### RECORDS PROVIDED

— Start —

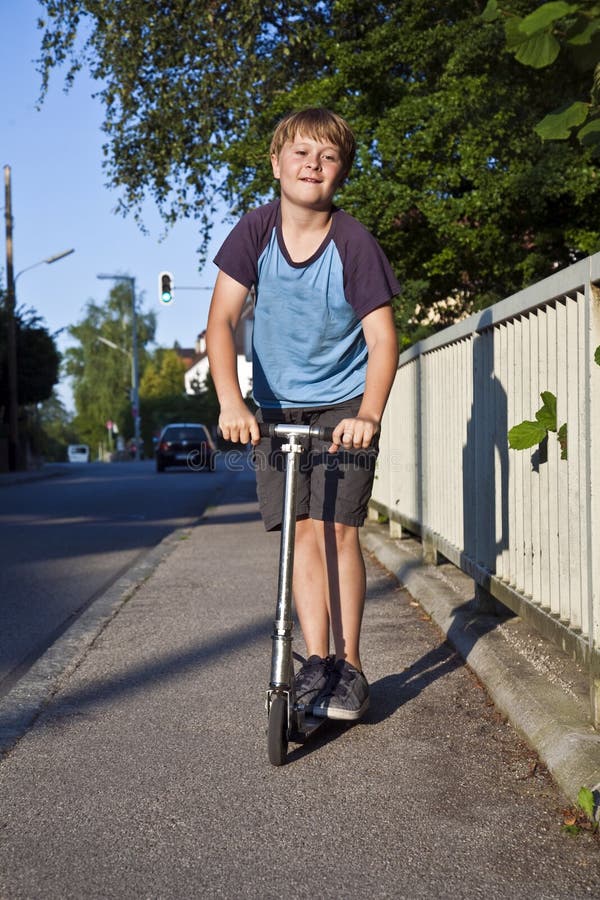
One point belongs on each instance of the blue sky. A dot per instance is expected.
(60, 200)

— End —
— Start —

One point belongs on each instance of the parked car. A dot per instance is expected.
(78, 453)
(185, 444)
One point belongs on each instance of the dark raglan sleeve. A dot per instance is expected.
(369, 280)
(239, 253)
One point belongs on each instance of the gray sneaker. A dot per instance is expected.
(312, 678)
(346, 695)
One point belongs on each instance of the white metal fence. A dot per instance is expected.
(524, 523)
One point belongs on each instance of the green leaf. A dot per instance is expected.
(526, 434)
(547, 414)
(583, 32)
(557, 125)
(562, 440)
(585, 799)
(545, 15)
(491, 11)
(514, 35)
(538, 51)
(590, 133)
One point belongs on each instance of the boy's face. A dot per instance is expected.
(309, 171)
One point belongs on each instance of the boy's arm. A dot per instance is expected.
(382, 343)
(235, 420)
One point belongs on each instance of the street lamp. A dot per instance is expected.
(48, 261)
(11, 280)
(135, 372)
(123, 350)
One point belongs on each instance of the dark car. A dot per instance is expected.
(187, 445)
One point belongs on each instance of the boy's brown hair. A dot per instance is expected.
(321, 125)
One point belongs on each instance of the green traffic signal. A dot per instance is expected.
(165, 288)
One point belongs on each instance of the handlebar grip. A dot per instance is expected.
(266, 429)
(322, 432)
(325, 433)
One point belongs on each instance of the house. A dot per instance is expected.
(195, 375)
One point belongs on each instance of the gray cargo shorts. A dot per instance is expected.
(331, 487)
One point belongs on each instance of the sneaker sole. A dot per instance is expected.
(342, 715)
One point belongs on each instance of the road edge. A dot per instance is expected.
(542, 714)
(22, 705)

— End —

### WHAT THE TASK ASKS
Gather each line of the data above that contains the word "sneaker", and list those lines in full.

### ANSWER FOR THE TASK
One point belongs on each instance of the gray sneaker. A dot per instance is expected.
One point belongs on each instance of the sneaker sole. A dot per instance is expected.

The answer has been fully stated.